*** SUPPLIED DATA Section Begins ***

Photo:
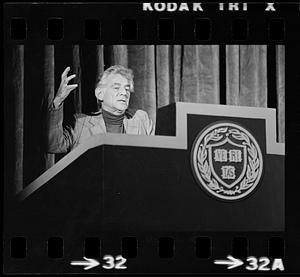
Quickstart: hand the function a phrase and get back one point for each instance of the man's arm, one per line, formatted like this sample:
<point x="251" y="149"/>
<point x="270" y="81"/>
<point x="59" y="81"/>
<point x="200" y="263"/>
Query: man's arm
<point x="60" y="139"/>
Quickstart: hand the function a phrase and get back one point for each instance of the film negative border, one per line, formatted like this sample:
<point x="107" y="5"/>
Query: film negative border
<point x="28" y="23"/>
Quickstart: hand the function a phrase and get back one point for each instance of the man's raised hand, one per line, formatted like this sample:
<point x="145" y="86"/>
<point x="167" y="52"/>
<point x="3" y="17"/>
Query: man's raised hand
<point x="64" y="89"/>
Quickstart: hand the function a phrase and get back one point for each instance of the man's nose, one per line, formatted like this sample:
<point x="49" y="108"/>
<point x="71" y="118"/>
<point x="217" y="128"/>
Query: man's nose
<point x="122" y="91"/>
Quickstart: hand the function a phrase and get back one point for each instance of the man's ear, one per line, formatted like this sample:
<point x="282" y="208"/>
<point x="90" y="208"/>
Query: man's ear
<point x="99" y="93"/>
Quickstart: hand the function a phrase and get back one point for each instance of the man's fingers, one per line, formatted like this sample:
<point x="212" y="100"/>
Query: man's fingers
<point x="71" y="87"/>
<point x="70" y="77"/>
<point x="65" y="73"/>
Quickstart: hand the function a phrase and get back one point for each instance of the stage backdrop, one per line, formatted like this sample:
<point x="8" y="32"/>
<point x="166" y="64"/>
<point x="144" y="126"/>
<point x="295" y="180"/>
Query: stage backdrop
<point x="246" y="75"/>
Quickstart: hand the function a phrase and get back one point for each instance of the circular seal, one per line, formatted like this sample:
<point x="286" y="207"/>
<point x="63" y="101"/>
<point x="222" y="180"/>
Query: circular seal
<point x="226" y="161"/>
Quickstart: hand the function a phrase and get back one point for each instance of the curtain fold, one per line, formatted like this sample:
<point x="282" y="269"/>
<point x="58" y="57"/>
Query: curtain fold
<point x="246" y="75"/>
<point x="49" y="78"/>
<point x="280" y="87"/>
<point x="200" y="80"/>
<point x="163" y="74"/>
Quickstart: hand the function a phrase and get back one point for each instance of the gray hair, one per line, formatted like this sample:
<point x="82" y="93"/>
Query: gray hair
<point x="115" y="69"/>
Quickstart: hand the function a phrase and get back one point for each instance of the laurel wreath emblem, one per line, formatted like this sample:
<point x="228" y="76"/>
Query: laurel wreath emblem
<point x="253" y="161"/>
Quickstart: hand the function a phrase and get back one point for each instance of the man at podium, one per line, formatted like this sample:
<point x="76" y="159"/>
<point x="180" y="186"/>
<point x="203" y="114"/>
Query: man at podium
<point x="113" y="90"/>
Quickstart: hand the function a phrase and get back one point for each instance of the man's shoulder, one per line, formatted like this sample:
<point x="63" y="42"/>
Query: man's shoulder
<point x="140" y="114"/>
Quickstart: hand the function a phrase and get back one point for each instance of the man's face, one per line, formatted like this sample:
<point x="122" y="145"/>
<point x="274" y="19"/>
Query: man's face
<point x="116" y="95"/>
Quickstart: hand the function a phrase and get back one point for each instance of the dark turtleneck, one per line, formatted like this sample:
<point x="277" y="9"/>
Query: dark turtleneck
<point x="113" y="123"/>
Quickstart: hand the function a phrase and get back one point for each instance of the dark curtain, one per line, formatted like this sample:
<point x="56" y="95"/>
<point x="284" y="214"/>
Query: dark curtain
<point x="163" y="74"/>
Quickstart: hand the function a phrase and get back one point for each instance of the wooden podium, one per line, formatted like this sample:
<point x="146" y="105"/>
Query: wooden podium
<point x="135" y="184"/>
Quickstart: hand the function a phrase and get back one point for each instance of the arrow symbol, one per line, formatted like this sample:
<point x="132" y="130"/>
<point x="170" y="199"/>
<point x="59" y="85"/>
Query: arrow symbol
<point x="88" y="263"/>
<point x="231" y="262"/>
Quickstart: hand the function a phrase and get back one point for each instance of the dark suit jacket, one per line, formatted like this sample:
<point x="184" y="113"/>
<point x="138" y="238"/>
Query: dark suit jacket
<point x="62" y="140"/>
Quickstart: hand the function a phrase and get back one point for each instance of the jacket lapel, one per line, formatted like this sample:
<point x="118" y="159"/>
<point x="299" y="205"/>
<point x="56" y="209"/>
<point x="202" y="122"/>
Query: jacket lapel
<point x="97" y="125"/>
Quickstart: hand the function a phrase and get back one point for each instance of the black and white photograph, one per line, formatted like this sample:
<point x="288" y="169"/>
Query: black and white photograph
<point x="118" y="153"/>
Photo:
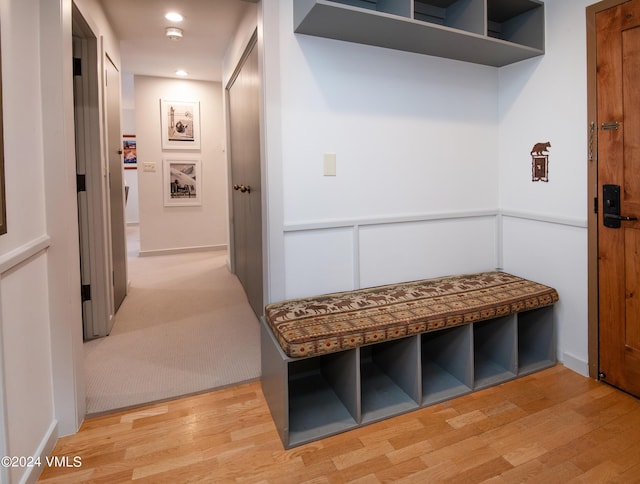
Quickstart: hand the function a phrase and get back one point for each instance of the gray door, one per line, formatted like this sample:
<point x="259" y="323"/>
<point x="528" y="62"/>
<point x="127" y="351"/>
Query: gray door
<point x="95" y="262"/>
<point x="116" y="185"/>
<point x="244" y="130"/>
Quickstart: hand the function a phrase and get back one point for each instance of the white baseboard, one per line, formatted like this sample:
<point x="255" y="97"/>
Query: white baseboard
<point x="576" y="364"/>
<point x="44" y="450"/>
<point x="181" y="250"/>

*** SUPPLIED DATA Section Ends ***

The records above are to be retyped exactly, with every picture left out.

Photo:
Quickstart: hand the function a phrase and get back one point for each instance of the man's arm, one per line, formatted like this sample:
<point x="251" y="149"/>
<point x="270" y="81"/>
<point x="59" y="81"/>
<point x="200" y="263"/>
Query: man's arm
<point x="60" y="139"/>
Quickstart: hand the function a phrase and get back one point for each instance of the film negative border, one per line, formatted like this sample:
<point x="107" y="5"/>
Query: film negative border
<point x="28" y="23"/>
Quickstart: hand the function a phrase and get back one point for each instance of the man's raised hand, one per line, formatted like this sample:
<point x="145" y="86"/>
<point x="167" y="52"/>
<point x="3" y="17"/>
Query: man's raised hand
<point x="64" y="89"/>
Quickstart: hand the function a phrase and get back one point for each instance of the man's nose, one per line, formatted like this sample:
<point x="49" y="108"/>
<point x="71" y="118"/>
<point x="217" y="128"/>
Query: man's nose
<point x="122" y="91"/>
Quickstart: hand the function a phrase and get back one point for each instance of the man's ear, one per line, formatted like this sample:
<point x="282" y="208"/>
<point x="90" y="208"/>
Query: man's ear
<point x="99" y="93"/>
Quickstart: hand the function a phrase and get back one point for each instance of the man's fingers, one per line, formatted like this sample:
<point x="212" y="100"/>
Query: man's fingers
<point x="71" y="87"/>
<point x="70" y="77"/>
<point x="65" y="73"/>
Quickstart: hand the function a phrase and get back one point for each instance of the stage backdrop, one per line, formatted like this sample:
<point x="8" y="32"/>
<point x="166" y="64"/>
<point x="144" y="126"/>
<point x="295" y="180"/>
Query: stage backdrop
<point x="246" y="75"/>
Quickstart: hand the function a phrase and get back one point for each instance of the circular seal, one per line, formatted like this sample:
<point x="286" y="207"/>
<point x="63" y="101"/>
<point x="222" y="180"/>
Query: circular seal
<point x="226" y="161"/>
Quickstart: hand the function a phrase and get back one point for each instance of the curtain fold, one per line, formatted like this sample:
<point x="282" y="269"/>
<point x="58" y="57"/>
Query: curtain fold
<point x="246" y="75"/>
<point x="49" y="78"/>
<point x="280" y="87"/>
<point x="200" y="80"/>
<point x="163" y="74"/>
Quickstart: hand the function a phrase and get back one point for each instance of the gray hair, one per line, formatted like this sample:
<point x="82" y="93"/>
Query: gray hair
<point x="115" y="69"/>
Quickstart: hand the function a phrase and get back one point for each instance of the laurel wreath emblem, one per line, formatted like this sample:
<point x="228" y="76"/>
Query: laurel wreath emblem
<point x="253" y="161"/>
Quickstart: hand the function a phrase and get back one point for each instance of the man at podium, one per line, formatted like this sample:
<point x="76" y="159"/>
<point x="180" y="186"/>
<point x="203" y="114"/>
Query: man at podium
<point x="113" y="90"/>
Quickstart: hand the function a phrase and get back one point for each instance of the man's shoulder, one per line, formatted like this sample:
<point x="63" y="42"/>
Query: man's shoulder
<point x="140" y="114"/>
Quickstart: hand the function a phrase and get back one point for each instance of the man's face, one per line, formatted like this sample:
<point x="122" y="145"/>
<point x="274" y="19"/>
Query: man's face
<point x="116" y="95"/>
Quickstart: hand the function a phrase and get back one point for each instance of the dark turtleneck, one per line, formatted like this sample:
<point x="277" y="9"/>
Query: dark turtleneck
<point x="113" y="123"/>
Quickstart: hand the function a phrase and get back one point for each instance of the dark curtain, one per line, formatted like this sample:
<point x="56" y="95"/>
<point x="284" y="214"/>
Query: dark curtain
<point x="163" y="74"/>
Quickstart: hand the function a phrase and get back one point for each instance of the wooden podium, one per line, formatted like this sample:
<point x="146" y="105"/>
Query: wooden podium
<point x="135" y="184"/>
Quickstart: hand the function a phrase and get back one point for each instance of the arrow symbol, one per line, formatted like this sample:
<point x="132" y="130"/>
<point x="170" y="199"/>
<point x="59" y="85"/>
Query: arrow symbol
<point x="88" y="263"/>
<point x="231" y="262"/>
Quickstart: hand the function a phrase and get back one point for each instance of the dark suit jacket, one per line, formatted like this sample:
<point x="184" y="113"/>
<point x="138" y="238"/>
Query: dark suit jacket
<point x="62" y="140"/>
Quickstart: hand the function a phrase and get back one point for each instance of the jacket lapel, one per line, formatted like this sample:
<point x="118" y="159"/>
<point x="299" y="205"/>
<point x="56" y="209"/>
<point x="202" y="122"/>
Query: jacket lapel
<point x="97" y="125"/>
Quickstart: hand the function a phrase and get back one point for each instance of the black and white photograph, one per line, formatted like this sample:
<point x="288" y="169"/>
Query: black and white photograph
<point x="118" y="153"/>
Photo:
Quickstart: hand the function a phrase and get back one point for each instance of the gray door, one per line, formatted like this sample:
<point x="259" y="323"/>
<point x="528" y="62"/>
<point x="127" y="351"/>
Query: gray door
<point x="95" y="262"/>
<point x="116" y="185"/>
<point x="244" y="130"/>
Quickstart: hand the function a phrase and get back one point for each instance of the white baseboard, one per line, formatted like this sample:
<point x="255" y="97"/>
Query: white baseboard
<point x="576" y="364"/>
<point x="44" y="450"/>
<point x="181" y="250"/>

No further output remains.